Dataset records
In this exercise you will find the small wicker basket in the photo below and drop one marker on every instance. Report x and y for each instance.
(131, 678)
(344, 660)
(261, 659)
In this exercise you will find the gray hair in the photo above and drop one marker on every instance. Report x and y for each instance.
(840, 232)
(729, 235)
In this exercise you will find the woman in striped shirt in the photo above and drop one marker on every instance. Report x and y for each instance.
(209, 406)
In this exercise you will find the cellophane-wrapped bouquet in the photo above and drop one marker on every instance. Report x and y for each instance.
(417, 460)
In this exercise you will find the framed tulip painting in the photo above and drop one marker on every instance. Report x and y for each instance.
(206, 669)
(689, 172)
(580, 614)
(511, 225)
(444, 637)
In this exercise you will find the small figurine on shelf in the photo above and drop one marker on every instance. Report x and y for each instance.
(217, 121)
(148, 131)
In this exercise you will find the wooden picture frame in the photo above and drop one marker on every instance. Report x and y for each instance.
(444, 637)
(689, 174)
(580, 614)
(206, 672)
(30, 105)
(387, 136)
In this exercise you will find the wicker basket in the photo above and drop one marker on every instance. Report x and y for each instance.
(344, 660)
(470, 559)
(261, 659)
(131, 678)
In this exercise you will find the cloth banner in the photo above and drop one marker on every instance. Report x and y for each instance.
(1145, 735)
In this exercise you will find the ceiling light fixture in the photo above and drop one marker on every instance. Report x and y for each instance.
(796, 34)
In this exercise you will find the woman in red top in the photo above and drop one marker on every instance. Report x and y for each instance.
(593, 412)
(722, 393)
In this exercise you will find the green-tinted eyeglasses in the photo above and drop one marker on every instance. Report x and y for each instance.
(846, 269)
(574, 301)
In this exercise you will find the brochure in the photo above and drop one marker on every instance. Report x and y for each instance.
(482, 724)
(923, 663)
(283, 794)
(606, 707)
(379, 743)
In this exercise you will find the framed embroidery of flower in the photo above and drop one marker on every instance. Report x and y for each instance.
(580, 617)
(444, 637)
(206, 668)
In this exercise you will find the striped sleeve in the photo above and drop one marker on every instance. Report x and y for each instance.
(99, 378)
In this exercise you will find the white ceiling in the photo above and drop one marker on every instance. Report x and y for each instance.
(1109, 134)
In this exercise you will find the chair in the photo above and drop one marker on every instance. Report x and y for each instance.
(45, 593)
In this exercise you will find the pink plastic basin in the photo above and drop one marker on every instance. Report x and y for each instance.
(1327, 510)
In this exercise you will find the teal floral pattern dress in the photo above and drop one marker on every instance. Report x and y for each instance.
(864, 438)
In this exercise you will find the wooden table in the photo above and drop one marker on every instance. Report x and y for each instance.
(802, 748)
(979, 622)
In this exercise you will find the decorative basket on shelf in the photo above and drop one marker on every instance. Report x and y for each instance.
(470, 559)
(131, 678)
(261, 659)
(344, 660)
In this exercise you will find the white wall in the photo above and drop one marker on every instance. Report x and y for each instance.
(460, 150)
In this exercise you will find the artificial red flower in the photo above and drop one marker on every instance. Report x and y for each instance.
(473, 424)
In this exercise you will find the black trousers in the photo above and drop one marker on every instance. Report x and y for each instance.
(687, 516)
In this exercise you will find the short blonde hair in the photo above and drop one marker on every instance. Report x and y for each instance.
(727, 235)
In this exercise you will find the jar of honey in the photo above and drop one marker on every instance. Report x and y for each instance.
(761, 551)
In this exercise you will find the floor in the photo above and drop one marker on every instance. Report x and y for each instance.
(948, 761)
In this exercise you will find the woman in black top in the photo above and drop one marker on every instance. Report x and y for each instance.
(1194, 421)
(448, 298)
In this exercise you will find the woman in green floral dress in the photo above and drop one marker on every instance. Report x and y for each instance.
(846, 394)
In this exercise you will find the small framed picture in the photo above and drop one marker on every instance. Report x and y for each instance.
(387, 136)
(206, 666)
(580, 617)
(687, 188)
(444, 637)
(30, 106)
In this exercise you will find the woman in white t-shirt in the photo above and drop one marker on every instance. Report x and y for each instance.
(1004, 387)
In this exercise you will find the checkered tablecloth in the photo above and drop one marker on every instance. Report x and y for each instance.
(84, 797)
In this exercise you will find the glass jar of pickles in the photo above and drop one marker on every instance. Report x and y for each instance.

### WHAT IS REQUIRED:
Retype every record above exactly as it appears.

### EXERCISE SOLUTION:
In this exercise you will find the small wicker basket in the photo below and drop one marker on every instance. Report x and y for each instance.
(131, 678)
(344, 660)
(261, 659)
In this exercise you will find the gray hair in the photo above and drop one marker on every instance. Report x and y for each instance.
(840, 232)
(729, 235)
In this exercise you will find the woman in striped shirt in the photo above and drop one marker on every instance. Report x and y for each instance.
(209, 406)
In this exercise you will find the cellophane-wrapped bouquet in the photo above and drop one marker on every instance. Report x and y for each instance.
(417, 460)
In this exercise you will find the framed tulip painting in the photo above and drop one marker on every instance. Report x and y for each instance.
(206, 669)
(689, 172)
(580, 614)
(511, 225)
(444, 637)
In this exercise you will find the small figurine on shelf in the photo above and drop one marker on every instance. Report x and y for each instance.
(217, 121)
(148, 131)
In this exercise you will find the wooden picture frame in the photo above and drop one marker on every instance. Report x and y for each instance.
(444, 637)
(689, 174)
(580, 614)
(206, 672)
(30, 105)
(387, 136)
In this exercise you will find the wicker basket in the photo above and drop one marker on every instance. Report x and y for each instance.
(344, 660)
(470, 559)
(261, 659)
(131, 678)
In this exercise you will find the cloth banner in the photo above and drop one marker on every instance. Report x and y for each instance.
(1145, 735)
In this exercise you will find the ceiling light fixture in the photo above and drop one marker on every instance. Report x and y for each instance.
(796, 34)
In this exercise you will find the woman in red top in the photo above and drop one marker on every instance. Report x and y for each instance.
(593, 412)
(722, 393)
In this exercise you will find the green-tinted eyeglasses in the photo above and drop one marker on every instance. Report x and y for each instance.
(846, 269)
(574, 301)
In this exercise you will find the brochure in the photo above and drop one marker on every instance. Report x and y for each instance.
(482, 724)
(923, 663)
(283, 794)
(606, 707)
(379, 743)
In this exercise you will find the framed embroidery of flower in the photo above and drop one marker on every instance. Report x and y for each instance.
(580, 617)
(444, 637)
(206, 668)
In this exercise you will find the striped sleeve in the photo above and drop one marker on every instance. Report x and y for each instance.
(99, 378)
In this exercise you will find the white ceiling in the photo above and drop one marker on every instance. Report x and y for each instance.
(1109, 134)
In this exercise you will find the chair in the photo above and drop one marker on every instance. Report x and y for each instance.
(45, 593)
In this exercise you will find the pink plastic basin in the photo above and drop one marker on every instance. Report x and y for each instance.
(1327, 510)
In this exercise you will find the teal floral pattern dress in the photo above and drop one marker on every instance. Report x and y for each instance.
(864, 438)
In this exercise you will find the wooden table in the photo above and drop one marker on every instance. Report x and y for each instance.
(802, 748)
(979, 622)
In this exercise you will find the decorative basket on shelf in the photo above and drop one marker on every instance. Report x and y for each instance.
(470, 559)
(131, 678)
(261, 659)
(344, 660)
In this exercise you will find the white wall in the photo above and drop one marker on every instance. Report x and y for each instance.
(460, 150)
In this exercise you will find the artificial red flower in the photo above and drop one marker on every instance. Report x and y for each instance.
(473, 424)
In this exercise you will find the black trousers in the photo above and drop one marker on every instance. Report x and y for each instance.
(687, 516)
In this exercise you will find the short blonde hair in the photo above and drop one marker on every instance. Report x and y for each instance.
(727, 235)
In this exercise you will find the jar of honey in the photo above and drop one marker on every instance. Report x and y for each instance.
(761, 551)
In this exercise you will find the floor in the photo above and drop one marker on every instance. Report x and y for each instance.
(948, 761)
In this exercise you will find the woman in black top in the photo above and drop one marker on every instance. Report x and y for each instance.
(1194, 421)
(448, 298)
In this exercise you will find the woman in green floral dress in the photo above and drop one marker on every instance. Report x and y for each instance.
(846, 394)
In this exercise you will find the small framed picture in the photo above and drop one marker on every instance. Report x and y for each instance.
(387, 136)
(206, 666)
(580, 617)
(687, 188)
(444, 637)
(30, 106)
In this exercise you will find the woman in white t-shirt in the photo above and drop one marker on every instance. Report x and y for each instance.
(1004, 387)
In this exercise you will find the checkered tablecloth in the photo above and drop one marker on every instance. Report x and y for each instance.
(84, 797)
In this exercise you will find the glass jar of pickles in the photo above and drop one marker on every instance. Report x and y for each instance.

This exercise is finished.